##### Dataset extract #####
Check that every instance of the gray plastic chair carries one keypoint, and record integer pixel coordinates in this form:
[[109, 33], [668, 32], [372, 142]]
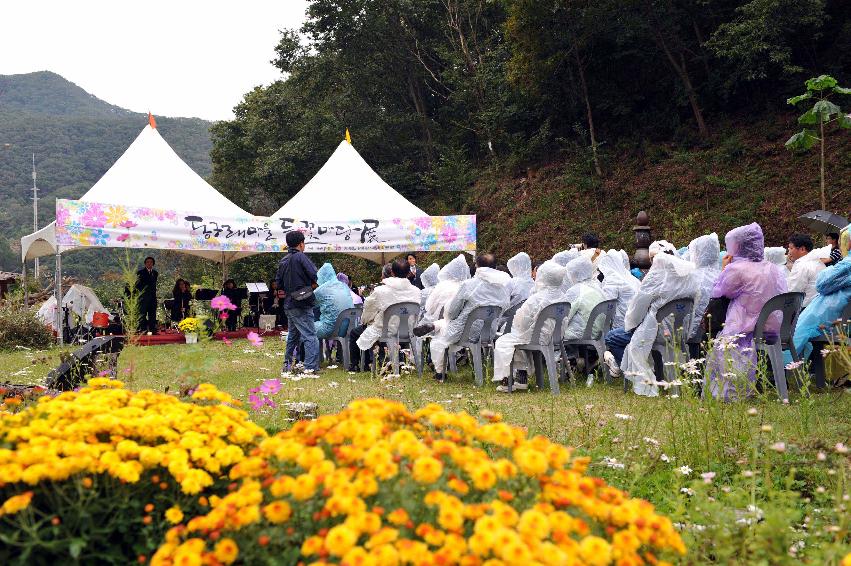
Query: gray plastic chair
[[605, 309], [789, 305], [672, 348], [830, 336], [557, 312], [508, 317], [353, 316], [407, 314], [488, 315]]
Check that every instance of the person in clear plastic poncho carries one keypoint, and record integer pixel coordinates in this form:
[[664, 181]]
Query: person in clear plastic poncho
[[669, 278], [834, 292], [487, 288], [429, 281], [703, 253], [583, 295], [449, 280], [547, 291], [332, 298], [749, 282], [618, 283]]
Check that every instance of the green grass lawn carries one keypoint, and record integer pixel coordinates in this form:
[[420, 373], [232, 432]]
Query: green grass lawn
[[750, 482]]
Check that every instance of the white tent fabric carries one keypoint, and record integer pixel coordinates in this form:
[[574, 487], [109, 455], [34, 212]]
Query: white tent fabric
[[148, 174], [81, 300], [347, 188]]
#####
Please reproduce the stretch of lines from the very beginning through the line containing "282], [618, 283]]", both ends included, and leave the pictures out.

Check that every instance of the gray plastic chair carries one keypoint, and record integer pixel coordinates in this form:
[[109, 33], [668, 32], [372, 142]]
Query: gray plastic chair
[[605, 309], [789, 305], [672, 348], [830, 336], [557, 312], [508, 317], [353, 316], [407, 314], [488, 315]]
Check that every instance of the person in clear plastic poncho carries one keypoint, and record integer pixel coordinates in this form:
[[664, 181]]
Query: person in clear plastic poncho
[[669, 278], [834, 292], [487, 288], [429, 281], [703, 253], [583, 295], [449, 280], [547, 291], [332, 298], [749, 282], [618, 283]]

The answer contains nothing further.